------ STORED DATA
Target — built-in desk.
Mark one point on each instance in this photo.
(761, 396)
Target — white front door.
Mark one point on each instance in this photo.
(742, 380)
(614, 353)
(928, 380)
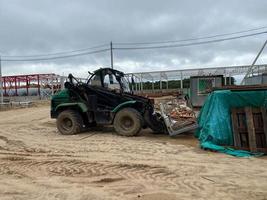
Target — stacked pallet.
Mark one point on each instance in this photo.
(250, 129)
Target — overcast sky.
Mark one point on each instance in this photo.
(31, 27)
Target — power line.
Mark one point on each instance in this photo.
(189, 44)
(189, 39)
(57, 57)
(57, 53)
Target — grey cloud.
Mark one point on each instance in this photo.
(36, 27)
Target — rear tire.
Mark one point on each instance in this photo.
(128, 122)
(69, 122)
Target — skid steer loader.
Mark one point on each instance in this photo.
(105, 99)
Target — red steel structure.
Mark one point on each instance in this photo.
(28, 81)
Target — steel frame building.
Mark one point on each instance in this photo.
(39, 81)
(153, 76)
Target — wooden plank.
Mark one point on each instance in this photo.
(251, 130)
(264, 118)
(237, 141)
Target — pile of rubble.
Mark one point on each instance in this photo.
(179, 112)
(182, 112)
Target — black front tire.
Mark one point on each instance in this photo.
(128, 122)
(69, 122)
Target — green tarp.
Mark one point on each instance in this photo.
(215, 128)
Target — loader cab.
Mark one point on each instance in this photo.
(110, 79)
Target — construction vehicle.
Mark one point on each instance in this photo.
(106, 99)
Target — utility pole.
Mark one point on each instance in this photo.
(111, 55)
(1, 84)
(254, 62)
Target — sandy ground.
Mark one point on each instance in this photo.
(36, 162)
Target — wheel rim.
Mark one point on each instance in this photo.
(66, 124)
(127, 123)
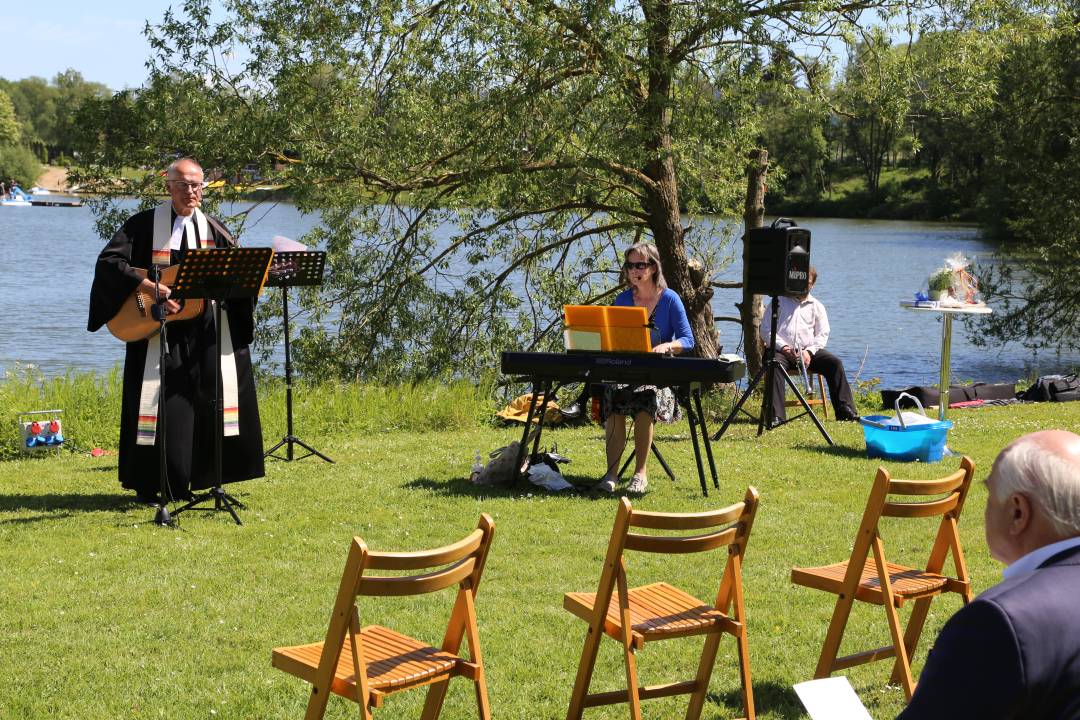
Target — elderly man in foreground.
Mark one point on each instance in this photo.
------------
**GIVEN TASK**
Can you write out all of the records above word for word, leaving the pictures out of your copy?

**FULL ANSWER**
Target — built-in desk.
Mark one point on each instance in this photo.
(761, 396)
Target — white front door.
Mark one point on each instance in this photo.
(742, 380)
(614, 353)
(928, 380)
Target — stacked pallet.
Mark one point on each instance in this photo.
(250, 129)
Target — overcast sky.
Mark one point on each instance in this photo.
(31, 27)
Target — power line.
Mark one point on each instance in this photo.
(189, 44)
(189, 39)
(57, 57)
(57, 53)
Target — grey cloud.
Mark one point on each instance in this photo.
(36, 27)
Target — rear tire.
Mark one point on each instance in this photo.
(128, 122)
(69, 122)
Target — skid steer loader.
Mark one point on each instance in this photo.
(105, 99)
Target — red steel structure.
Mark one point on each instance in this photo.
(28, 81)
Target — steel frame building.
Mark one point on each instance in this photo.
(39, 81)
(153, 76)
Target — wooden plank.
Mark one point on each instance in this photo.
(251, 130)
(264, 118)
(237, 141)
Target — pile of rubble.
Mark one point on each instance in this photo.
(179, 112)
(182, 112)
Target — black front tire.
Mark one point on each instance in this photo.
(128, 122)
(69, 122)
Target — green tarp.
Mark one point on each instance in this photo.
(215, 128)
Target — loader cab.
Mark one point on each instance in this photo.
(110, 79)
Target — construction vehicle.
Mark one point on each instance in this photo.
(106, 99)
Target — utility pole.
Mark one point on each instance in this photo.
(111, 55)
(1, 84)
(254, 62)
Target — sandy ground.
Mark one point on each instance in this photo.
(36, 162)
Target — wheel rim.
Mark one point on each instance in this photo.
(66, 124)
(127, 123)
Target — elderly man in foreground.
Mark one point on each instance in this photo.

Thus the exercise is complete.